__EXERCISE DESCRIPTION__: Transcribe, word for word, the line containing "the green stem" and each line following it through the end of the listing below. Omit all other lines.

(Pointing records)
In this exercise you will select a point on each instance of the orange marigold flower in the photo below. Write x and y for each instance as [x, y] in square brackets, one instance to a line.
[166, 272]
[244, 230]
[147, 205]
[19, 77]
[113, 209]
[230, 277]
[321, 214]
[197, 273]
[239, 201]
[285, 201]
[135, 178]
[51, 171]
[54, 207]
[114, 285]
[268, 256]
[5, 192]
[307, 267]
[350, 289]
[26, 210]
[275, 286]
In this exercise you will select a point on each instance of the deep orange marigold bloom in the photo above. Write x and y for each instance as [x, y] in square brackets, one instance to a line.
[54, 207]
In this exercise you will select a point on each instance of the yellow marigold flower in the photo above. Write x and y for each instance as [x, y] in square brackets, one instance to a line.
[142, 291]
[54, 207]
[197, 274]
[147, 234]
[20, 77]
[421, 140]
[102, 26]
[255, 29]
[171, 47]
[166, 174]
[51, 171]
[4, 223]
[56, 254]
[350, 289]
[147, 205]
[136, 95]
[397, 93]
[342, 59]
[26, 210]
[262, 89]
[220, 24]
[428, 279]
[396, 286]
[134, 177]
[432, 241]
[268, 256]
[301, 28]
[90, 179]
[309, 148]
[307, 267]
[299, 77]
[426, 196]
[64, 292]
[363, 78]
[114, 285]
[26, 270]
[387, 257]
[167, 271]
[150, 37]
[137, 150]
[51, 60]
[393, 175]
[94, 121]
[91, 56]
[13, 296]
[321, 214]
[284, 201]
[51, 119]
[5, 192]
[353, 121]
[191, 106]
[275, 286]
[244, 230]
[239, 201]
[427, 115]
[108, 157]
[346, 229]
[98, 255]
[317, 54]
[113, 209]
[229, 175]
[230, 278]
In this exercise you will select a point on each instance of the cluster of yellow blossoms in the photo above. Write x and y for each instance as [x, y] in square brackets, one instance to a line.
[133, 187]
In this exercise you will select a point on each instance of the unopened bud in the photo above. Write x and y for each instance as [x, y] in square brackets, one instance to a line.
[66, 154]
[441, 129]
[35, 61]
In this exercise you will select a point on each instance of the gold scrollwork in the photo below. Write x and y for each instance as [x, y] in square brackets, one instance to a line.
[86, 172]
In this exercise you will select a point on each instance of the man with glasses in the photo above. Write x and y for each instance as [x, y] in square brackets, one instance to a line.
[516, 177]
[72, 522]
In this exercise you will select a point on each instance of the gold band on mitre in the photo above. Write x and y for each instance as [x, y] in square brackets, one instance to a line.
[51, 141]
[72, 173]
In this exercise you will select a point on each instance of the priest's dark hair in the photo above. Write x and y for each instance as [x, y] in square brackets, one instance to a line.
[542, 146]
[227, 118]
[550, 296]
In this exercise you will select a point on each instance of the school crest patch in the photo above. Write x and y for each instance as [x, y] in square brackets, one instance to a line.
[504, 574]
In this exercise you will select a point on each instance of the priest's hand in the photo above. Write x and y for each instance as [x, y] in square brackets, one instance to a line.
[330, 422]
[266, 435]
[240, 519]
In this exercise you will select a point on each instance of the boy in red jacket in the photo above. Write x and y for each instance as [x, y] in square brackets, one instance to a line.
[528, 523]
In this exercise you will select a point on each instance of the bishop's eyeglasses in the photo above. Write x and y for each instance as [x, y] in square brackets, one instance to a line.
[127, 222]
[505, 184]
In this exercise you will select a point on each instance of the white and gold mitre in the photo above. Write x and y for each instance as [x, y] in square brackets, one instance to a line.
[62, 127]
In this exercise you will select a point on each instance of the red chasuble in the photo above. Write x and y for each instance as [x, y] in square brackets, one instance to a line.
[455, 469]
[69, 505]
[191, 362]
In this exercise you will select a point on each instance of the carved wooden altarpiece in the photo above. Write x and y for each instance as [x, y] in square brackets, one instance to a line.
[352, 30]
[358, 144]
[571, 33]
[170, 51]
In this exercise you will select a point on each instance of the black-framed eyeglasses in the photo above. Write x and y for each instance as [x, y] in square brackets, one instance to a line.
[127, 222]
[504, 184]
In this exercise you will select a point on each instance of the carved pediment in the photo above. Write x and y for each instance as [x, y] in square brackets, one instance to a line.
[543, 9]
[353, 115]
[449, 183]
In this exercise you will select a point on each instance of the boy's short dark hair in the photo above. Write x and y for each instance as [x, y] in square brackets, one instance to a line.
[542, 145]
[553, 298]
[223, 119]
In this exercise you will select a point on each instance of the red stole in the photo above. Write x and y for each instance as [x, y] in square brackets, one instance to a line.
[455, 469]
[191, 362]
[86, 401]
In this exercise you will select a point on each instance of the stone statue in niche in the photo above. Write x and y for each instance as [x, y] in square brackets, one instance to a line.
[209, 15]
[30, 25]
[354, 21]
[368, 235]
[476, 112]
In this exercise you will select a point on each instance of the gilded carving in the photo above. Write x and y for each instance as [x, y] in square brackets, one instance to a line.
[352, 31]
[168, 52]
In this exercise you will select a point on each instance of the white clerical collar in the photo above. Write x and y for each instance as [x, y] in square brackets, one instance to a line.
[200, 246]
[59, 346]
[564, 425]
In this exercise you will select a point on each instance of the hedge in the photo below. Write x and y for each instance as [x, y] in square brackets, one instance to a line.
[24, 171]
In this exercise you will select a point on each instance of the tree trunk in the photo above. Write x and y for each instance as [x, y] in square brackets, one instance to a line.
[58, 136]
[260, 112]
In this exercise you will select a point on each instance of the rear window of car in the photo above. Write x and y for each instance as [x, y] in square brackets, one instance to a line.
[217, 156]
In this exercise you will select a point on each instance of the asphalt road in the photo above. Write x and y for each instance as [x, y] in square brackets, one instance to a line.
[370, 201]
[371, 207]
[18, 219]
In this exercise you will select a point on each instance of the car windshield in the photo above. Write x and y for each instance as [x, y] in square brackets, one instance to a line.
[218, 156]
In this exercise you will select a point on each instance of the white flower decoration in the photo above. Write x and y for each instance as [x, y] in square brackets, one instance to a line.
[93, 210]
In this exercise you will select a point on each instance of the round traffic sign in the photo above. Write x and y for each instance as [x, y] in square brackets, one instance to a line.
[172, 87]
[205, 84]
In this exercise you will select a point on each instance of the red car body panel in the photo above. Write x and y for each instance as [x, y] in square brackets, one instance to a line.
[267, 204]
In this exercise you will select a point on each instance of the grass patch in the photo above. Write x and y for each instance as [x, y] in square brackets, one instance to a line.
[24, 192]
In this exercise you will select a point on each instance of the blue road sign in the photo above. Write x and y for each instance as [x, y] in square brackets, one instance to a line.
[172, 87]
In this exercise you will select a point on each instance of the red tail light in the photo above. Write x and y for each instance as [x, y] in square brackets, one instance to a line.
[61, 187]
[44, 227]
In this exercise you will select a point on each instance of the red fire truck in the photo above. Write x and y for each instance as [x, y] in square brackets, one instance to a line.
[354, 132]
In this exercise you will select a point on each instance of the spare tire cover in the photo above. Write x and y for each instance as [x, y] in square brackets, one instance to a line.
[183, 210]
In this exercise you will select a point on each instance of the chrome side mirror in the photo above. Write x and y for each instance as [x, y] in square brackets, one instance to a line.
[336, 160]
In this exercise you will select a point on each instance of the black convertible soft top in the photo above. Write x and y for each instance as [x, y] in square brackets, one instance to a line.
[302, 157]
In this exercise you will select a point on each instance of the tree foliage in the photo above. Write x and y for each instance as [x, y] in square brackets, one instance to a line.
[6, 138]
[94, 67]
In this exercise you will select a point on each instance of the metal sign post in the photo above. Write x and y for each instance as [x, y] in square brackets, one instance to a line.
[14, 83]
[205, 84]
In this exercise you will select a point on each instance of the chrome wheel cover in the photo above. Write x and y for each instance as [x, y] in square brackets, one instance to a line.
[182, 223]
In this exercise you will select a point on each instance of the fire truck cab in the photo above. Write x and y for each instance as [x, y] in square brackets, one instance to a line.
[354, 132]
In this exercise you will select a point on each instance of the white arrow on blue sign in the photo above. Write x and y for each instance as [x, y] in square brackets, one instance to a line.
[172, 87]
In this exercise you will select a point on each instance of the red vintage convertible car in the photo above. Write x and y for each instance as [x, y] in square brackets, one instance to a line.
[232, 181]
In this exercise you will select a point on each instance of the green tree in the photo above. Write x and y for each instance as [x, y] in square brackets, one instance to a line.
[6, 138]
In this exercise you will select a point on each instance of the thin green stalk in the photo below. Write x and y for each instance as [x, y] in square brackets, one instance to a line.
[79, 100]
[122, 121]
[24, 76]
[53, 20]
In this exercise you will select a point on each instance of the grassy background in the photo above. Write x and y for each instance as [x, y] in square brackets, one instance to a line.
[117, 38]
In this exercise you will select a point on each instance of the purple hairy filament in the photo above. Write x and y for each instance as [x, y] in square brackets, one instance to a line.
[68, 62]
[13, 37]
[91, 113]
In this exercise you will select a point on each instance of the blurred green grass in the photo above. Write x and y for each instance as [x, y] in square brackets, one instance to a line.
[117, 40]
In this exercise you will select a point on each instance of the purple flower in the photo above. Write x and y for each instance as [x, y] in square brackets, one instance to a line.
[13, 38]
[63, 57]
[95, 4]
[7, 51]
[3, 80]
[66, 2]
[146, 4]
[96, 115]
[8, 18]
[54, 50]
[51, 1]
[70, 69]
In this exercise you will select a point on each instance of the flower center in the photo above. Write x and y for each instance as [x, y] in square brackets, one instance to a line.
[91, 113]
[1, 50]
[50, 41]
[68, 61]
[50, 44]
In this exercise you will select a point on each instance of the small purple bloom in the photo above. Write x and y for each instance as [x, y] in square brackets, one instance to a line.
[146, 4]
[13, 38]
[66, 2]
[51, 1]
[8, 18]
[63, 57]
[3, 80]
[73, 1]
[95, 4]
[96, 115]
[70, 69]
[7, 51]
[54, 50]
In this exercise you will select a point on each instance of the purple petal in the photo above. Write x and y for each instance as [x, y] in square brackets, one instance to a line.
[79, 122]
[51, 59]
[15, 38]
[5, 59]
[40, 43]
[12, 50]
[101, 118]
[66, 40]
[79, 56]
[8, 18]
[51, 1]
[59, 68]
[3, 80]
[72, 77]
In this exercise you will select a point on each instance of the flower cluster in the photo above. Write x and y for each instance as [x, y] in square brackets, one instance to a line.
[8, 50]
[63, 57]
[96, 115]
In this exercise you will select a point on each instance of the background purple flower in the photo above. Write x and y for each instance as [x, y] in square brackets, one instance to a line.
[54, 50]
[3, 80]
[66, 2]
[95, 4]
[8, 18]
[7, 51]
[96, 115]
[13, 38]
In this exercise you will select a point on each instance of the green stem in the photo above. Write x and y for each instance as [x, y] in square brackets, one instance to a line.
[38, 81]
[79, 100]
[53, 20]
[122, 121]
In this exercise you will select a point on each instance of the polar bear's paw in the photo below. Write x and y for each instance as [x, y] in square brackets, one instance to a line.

__COMPLETE RESPONSE__:
In this exercise you will select a point on each instance of the green stem in the photo above. Write x and y for each instance as [x, y] in square brackets, one instance to a line.
[38, 81]
[79, 100]
[53, 20]
[122, 121]
In this exercise you will select a point on each instance of the polar bear's paw in the photo below. Write x and y for each instance as [x, y] in square brackets, one instance to a line.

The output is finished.